* GIVEN TEXT:
Friday, September 25, 2015

Raise Interest Rates, When the Economy is Growing but Fragile? That’s What You Wanted, Dummy

The Fed dodged its own bullet last week.

About a year and a half ago, I wrote that Federal Reserve chair Janet Yellen, who took the position in February 2014, had the right attitude for this profoundly responsible job.  She believed in the importance of enough jobs – not with higher minimum wages, as most of her fellow Democrats believe, and not measured by dropping unemployment levels, a trap easy to fall into.  Still, over the past several months there had been widespread speculation, along with a number of apparent information leaks, that the Fed might raise interest rates, which are still at 0.25% (Federal Funds), 0.75% (Federal Discount), and 3.25% (Wall Street Prime).  At their September 17 meeting they did not, and released a statement saying they would wait until they have “seen some further improvement in the labor market” and are “reasonably confident that inflation will move back to its 2 percent objective over the medium term.”

[Dataset entries]

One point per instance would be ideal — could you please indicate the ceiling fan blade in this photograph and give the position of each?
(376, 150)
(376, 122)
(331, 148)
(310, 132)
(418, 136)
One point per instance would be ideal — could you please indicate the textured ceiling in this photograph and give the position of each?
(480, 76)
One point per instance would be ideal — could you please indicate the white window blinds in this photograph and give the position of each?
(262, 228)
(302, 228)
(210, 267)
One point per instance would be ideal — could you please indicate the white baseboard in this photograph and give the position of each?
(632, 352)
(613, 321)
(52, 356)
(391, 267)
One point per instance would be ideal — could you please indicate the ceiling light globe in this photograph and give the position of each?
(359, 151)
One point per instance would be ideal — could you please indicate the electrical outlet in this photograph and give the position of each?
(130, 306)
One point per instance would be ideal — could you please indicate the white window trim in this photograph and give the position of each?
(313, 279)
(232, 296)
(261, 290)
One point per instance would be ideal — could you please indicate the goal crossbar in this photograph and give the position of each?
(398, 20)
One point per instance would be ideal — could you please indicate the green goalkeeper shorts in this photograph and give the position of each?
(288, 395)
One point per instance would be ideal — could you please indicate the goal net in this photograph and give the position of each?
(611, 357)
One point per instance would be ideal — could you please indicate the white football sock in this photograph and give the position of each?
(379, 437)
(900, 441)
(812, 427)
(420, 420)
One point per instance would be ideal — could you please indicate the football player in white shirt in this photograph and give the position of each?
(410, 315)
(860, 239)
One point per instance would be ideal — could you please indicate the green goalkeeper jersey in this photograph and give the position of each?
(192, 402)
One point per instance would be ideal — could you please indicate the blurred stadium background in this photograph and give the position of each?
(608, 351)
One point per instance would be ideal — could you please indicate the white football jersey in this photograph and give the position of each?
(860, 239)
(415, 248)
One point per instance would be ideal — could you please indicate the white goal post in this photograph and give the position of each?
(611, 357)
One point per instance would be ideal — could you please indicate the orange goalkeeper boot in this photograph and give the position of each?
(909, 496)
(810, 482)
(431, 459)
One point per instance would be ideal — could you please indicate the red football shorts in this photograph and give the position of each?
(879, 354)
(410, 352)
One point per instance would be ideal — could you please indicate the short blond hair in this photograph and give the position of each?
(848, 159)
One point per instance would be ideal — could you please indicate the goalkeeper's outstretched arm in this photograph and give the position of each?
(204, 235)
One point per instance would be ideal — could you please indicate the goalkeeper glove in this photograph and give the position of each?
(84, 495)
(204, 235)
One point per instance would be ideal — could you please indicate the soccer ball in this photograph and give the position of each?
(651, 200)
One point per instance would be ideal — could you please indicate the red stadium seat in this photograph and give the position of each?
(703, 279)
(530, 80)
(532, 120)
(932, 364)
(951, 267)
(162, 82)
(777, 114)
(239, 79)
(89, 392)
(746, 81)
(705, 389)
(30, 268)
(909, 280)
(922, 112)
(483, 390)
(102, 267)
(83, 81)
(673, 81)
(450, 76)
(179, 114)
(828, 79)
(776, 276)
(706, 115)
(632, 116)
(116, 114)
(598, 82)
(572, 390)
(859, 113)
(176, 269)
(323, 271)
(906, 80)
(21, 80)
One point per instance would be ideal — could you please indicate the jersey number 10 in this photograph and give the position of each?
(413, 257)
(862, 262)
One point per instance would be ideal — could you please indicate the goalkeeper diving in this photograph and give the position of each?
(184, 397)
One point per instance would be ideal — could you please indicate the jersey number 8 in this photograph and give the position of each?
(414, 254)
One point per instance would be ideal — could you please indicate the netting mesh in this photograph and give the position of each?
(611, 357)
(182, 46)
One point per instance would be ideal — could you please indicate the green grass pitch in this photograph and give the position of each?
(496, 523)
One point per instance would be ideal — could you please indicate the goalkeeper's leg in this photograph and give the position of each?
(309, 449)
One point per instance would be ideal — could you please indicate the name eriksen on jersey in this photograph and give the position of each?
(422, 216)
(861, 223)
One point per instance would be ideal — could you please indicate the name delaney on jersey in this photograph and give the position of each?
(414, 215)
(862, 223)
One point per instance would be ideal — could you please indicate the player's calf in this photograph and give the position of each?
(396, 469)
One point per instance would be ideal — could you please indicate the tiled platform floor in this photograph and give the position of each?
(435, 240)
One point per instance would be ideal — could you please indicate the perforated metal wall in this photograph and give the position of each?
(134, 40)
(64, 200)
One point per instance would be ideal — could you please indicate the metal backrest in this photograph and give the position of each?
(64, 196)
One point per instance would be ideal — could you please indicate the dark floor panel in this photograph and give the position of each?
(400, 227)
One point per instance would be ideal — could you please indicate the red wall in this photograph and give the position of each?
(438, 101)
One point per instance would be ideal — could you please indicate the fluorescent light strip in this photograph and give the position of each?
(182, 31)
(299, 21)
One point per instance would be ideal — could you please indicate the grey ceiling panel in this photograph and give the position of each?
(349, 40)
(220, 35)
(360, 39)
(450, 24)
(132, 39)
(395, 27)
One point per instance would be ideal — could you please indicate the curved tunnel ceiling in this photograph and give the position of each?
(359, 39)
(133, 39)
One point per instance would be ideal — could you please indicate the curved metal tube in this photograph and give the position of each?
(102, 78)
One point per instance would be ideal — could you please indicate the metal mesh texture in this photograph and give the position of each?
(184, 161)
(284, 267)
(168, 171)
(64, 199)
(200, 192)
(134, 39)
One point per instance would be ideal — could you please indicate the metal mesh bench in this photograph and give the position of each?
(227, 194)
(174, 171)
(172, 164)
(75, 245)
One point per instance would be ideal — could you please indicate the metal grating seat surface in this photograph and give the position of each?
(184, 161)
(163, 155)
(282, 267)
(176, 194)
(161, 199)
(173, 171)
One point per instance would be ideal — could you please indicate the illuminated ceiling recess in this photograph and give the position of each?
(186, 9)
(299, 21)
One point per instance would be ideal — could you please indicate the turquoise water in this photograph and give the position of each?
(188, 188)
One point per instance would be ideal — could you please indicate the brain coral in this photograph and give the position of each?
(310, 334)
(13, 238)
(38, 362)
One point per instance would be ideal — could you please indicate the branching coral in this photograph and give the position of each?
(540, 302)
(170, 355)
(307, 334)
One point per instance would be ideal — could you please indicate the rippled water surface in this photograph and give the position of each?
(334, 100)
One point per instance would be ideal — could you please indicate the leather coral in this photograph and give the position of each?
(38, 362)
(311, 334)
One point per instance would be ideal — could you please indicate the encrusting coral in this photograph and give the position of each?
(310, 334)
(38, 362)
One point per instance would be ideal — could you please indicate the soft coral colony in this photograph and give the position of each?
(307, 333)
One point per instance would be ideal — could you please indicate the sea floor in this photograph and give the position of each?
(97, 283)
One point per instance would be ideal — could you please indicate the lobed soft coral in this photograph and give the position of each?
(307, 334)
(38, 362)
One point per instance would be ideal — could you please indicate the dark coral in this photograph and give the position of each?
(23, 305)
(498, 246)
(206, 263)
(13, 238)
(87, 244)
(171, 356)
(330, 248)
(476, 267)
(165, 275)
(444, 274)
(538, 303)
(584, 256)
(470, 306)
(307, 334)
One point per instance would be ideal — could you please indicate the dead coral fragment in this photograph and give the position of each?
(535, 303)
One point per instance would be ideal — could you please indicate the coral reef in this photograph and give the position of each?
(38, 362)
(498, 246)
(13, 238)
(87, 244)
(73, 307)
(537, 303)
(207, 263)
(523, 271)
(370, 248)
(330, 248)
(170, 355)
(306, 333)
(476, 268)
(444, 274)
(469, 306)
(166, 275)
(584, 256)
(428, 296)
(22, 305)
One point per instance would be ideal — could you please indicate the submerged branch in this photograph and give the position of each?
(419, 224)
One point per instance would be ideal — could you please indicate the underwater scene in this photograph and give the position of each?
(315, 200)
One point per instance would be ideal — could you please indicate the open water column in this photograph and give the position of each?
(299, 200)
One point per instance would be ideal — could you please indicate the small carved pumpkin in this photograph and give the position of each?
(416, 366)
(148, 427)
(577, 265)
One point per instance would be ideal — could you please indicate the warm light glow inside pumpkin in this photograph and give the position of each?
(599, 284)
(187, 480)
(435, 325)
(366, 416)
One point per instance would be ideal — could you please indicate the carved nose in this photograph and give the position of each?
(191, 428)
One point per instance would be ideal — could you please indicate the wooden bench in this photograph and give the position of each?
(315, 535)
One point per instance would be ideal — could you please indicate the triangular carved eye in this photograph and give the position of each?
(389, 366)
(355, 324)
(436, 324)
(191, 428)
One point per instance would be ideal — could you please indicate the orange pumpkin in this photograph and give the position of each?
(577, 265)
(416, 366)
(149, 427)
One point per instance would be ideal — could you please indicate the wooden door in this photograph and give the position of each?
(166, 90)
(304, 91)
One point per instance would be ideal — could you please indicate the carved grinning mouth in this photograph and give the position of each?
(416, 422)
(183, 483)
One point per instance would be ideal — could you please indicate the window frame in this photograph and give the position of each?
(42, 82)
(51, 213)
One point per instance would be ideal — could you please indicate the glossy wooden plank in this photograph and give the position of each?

* WORK TO COMPLETE:
• 1. Summarize the Federal Reserve post in exactly two sentences.
• 2. Answer these questions from the Federal Reserve post, each on its own line:
(a) When did Janet Yellen take the position of Federal Reserve chair?
(b) What Wall Street Prime rate does the post give?
(c) What is the inflation objective named in the Fed's statement?
• 3. Write the next part of the Federal Reserve post, picking up after its final sentence.

* RESULTS BY TASK:
• 1. At its September 17 meeting, the Federal Reserve did not raise interest rates, despite months of widespread speculation and apparent information leaks that it might. Its statement said it would wait until it had seen further improvement in the labor market and was reasonably confident that inflation would move back to its 2 percent objective over the medium term.

• 2.
(a) February 2014
(b) 3.25%
(c) 2 percent

• 3.
Why was this the right decision?

First, since Yellen took office, core inflation, which measures price increases outside of food and energy, has indeed gone nowhere.  Since March 2013 its measures have been, every single month, in a range from 1.57% to 1.96%. 

Second, labor force participation, which tells more accurately how common it is for Americans to be working than any unemployment rate, has worsened.  Since February 2014, the share of United States residents either working or officially jobless has fallen from 63.0% to 62.6%. 

Third, while the number of technically unemployed has improved during that span from 10.9 million to less than 8.2 million, the AJSN, or American Job Shortage Number, has dropped only from 20.3 million to just under 18.1 million.  That means the United States economy could still absorb over 18 million additional jobs.  

Fourth, while the national debt has worsened only from $17.58 trillion to $18.39 trillion over the past 17 months, that difference alone, about $81 billion, still costs, for every 1% increase in interest, $810 million per year to service.  The entire amount costs $183.9 billion for each 1%, or about 5% of the current annual $3.67 trillion federal spending.  By comparison, the largest budget item, Medicare and Medicaid, consumes less than six times that.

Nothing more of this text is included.